Aids Can Also Be a Good Method for Intimidation
Have you also got the feeling that AIDS is (too) often being used for spreading these and other phobias?
Homosexual people have always been a target for accusations as the “only risky group”. (Photoxpress)
AIDS can be used as a metaphor for a number of marginalised groups. In Japan, for example, AIDS is connected with foreigners, particularly Asian prostitutes who supposedly spread it to Japan. In that way, of course, xenophobia is incited. In the USA, conservative Christian moralists used AIDS to promote their views on morals and sexuality.
Aids is a constant topic of political discussions
According to the history of medicine about AIDS and political discussions about it, there’s the prevailing thesis that AIDS is a result of “uncontrolled promiscuity and sexual debauchery of homosexuals”. For that reason, fidelity and abstinence were often promoted as the most effective medication for the disease. In a way, this is also a defence strategy of the system because the “straight” moral code is foisted on people instead of allowing them to have other desires.

TASKS TO COMPLETE:
1. According to the AIDS passage, what is AIDS connected with in Japan?
2. List every group of people that the AIDS passage says AIDS has been tied to or blamed on.
3. Extend the AIDS passage with new text that picks up right after its final sentence.
The rows after this point are separate material, unrelated to the AIDS passage.

ENTRIES SUPPLIED:
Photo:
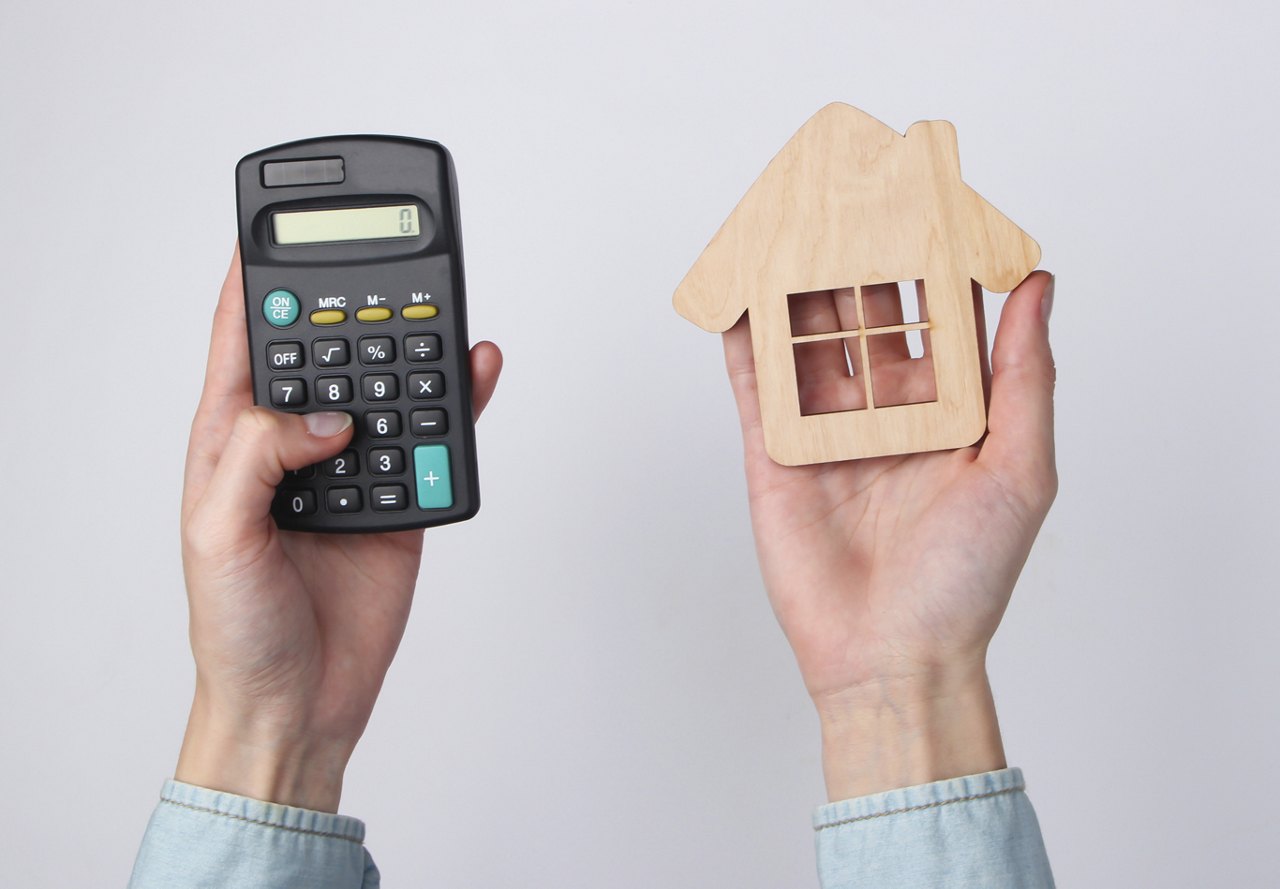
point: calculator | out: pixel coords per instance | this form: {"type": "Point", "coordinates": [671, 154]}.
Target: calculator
{"type": "Point", "coordinates": [355, 302]}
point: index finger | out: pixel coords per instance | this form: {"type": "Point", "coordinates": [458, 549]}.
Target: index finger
{"type": "Point", "coordinates": [228, 383]}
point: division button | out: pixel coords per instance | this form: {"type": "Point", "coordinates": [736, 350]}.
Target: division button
{"type": "Point", "coordinates": [389, 498]}
{"type": "Point", "coordinates": [376, 349]}
{"type": "Point", "coordinates": [284, 356]}
{"type": "Point", "coordinates": [280, 308]}
{"type": "Point", "coordinates": [434, 481]}
{"type": "Point", "coordinates": [425, 384]}
{"type": "Point", "coordinates": [423, 347]}
{"type": "Point", "coordinates": [330, 353]}
{"type": "Point", "coordinates": [343, 499]}
{"type": "Point", "coordinates": [325, 316]}
{"type": "Point", "coordinates": [420, 312]}
{"type": "Point", "coordinates": [429, 422]}
{"type": "Point", "coordinates": [288, 393]}
{"type": "Point", "coordinates": [371, 314]}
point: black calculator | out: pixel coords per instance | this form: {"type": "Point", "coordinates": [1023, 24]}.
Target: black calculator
{"type": "Point", "coordinates": [355, 302]}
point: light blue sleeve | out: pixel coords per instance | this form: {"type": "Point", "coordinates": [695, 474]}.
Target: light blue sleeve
{"type": "Point", "coordinates": [964, 833]}
{"type": "Point", "coordinates": [201, 838]}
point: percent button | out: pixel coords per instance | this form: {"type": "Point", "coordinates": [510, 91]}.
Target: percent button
{"type": "Point", "coordinates": [376, 351]}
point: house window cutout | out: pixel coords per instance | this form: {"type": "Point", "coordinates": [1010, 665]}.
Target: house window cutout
{"type": "Point", "coordinates": [862, 348]}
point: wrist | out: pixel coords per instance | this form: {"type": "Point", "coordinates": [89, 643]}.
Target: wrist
{"type": "Point", "coordinates": [901, 732]}
{"type": "Point", "coordinates": [254, 757]}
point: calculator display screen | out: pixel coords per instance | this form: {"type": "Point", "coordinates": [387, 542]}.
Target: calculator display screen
{"type": "Point", "coordinates": [323, 227]}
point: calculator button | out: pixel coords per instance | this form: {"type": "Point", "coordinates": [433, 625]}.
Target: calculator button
{"type": "Point", "coordinates": [342, 466]}
{"type": "Point", "coordinates": [420, 312]}
{"type": "Point", "coordinates": [423, 347]}
{"type": "Point", "coordinates": [425, 384]}
{"type": "Point", "coordinates": [327, 316]}
{"type": "Point", "coordinates": [429, 422]}
{"type": "Point", "coordinates": [380, 386]}
{"type": "Point", "coordinates": [382, 424]}
{"type": "Point", "coordinates": [296, 503]}
{"type": "Point", "coordinates": [376, 349]}
{"type": "Point", "coordinates": [343, 499]}
{"type": "Point", "coordinates": [373, 314]}
{"type": "Point", "coordinates": [385, 461]}
{"type": "Point", "coordinates": [333, 389]}
{"type": "Point", "coordinates": [284, 356]}
{"type": "Point", "coordinates": [388, 498]}
{"type": "Point", "coordinates": [432, 470]}
{"type": "Point", "coordinates": [330, 353]}
{"type": "Point", "coordinates": [288, 393]}
{"type": "Point", "coordinates": [280, 308]}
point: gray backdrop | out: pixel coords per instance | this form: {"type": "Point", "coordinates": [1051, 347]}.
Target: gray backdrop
{"type": "Point", "coordinates": [593, 691]}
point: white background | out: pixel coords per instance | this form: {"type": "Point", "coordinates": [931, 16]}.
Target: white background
{"type": "Point", "coordinates": [592, 691]}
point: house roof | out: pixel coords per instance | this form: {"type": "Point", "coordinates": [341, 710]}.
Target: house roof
{"type": "Point", "coordinates": [849, 201]}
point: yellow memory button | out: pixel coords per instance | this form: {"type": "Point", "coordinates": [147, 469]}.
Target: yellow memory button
{"type": "Point", "coordinates": [373, 314]}
{"type": "Point", "coordinates": [420, 312]}
{"type": "Point", "coordinates": [328, 316]}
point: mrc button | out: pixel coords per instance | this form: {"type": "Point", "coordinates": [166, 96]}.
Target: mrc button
{"type": "Point", "coordinates": [280, 308]}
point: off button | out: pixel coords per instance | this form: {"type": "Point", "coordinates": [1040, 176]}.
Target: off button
{"type": "Point", "coordinates": [280, 308]}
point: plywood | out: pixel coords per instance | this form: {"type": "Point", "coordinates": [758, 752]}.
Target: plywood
{"type": "Point", "coordinates": [849, 207]}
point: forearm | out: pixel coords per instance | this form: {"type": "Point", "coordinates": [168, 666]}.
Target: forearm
{"type": "Point", "coordinates": [896, 733]}
{"type": "Point", "coordinates": [256, 757]}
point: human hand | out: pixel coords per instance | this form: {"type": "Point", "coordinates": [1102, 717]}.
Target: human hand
{"type": "Point", "coordinates": [292, 632]}
{"type": "Point", "coordinates": [890, 576]}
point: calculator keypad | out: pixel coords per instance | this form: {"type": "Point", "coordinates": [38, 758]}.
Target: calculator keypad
{"type": "Point", "coordinates": [311, 489]}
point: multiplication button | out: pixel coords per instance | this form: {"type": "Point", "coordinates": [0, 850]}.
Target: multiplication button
{"type": "Point", "coordinates": [425, 384]}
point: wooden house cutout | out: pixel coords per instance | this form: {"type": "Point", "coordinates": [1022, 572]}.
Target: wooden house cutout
{"type": "Point", "coordinates": [854, 207]}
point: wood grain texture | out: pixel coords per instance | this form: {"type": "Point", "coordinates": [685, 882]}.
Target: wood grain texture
{"type": "Point", "coordinates": [849, 202]}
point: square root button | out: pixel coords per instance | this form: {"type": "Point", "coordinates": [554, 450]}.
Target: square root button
{"type": "Point", "coordinates": [434, 481]}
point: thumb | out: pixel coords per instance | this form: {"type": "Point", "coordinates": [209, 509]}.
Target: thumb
{"type": "Point", "coordinates": [1019, 445]}
{"type": "Point", "coordinates": [263, 445]}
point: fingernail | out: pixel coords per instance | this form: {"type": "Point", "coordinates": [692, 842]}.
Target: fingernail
{"type": "Point", "coordinates": [327, 424]}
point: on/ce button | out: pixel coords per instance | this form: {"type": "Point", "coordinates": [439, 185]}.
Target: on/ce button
{"type": "Point", "coordinates": [280, 308]}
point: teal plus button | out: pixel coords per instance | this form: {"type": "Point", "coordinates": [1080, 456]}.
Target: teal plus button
{"type": "Point", "coordinates": [434, 484]}
{"type": "Point", "coordinates": [280, 308]}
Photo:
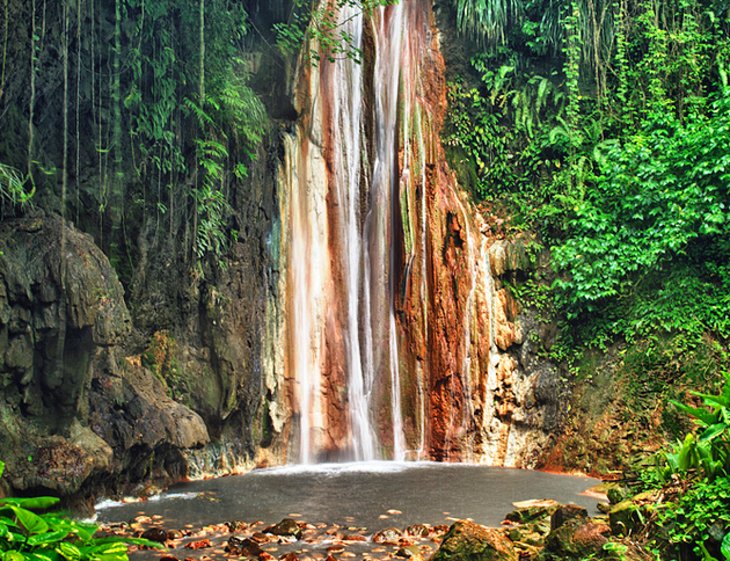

OUTPUTS FOR THE TASKS:
1. With foreigners, particularly Asian prostitutes who supposedly spread it to Japan.

2.
- Homosexual people
- Foreigners
- Asian prostitutes

3.
The first name was GRID
In the early stages of the disease, medical experts used the name GRID (Gay Related Immune Disorder) for the set of symptoms related to AIDS, whereas the terms “gay plague” or “gay cancer” were used in everyday language, which created an impression that homosexual people are the only “risky group”. These terms were promoted despite the fact that intravenous drug users already showed similar symptoms in the 1970s.
At that time, doctors reported about an increasing number of deaths caused by “junkie pneumonia”. Even when women started dying because of similar symptoms (from 1981 to 1986), it was generally believed that homosexual people are the main risky group – wrongdoers and victims.
AIDS as the new term
In July 1982, the disease was officially termed Acquired Immunodeficiency Syndrome (AIDS). At the same time, state officials knew that AIDS can also be contracted by intravenous drug users – there were a lot of new cases among heterosexuals in Haiti, in the USA. Reports about similar cases were already identified in 1969, while a case of the disease was reported in England in 1959. The equation of the epidemic with homosexuality, which appeared with the first diagnosis of HIV/AIDS in gay men, continued and intensified the hatred towards homosexual people.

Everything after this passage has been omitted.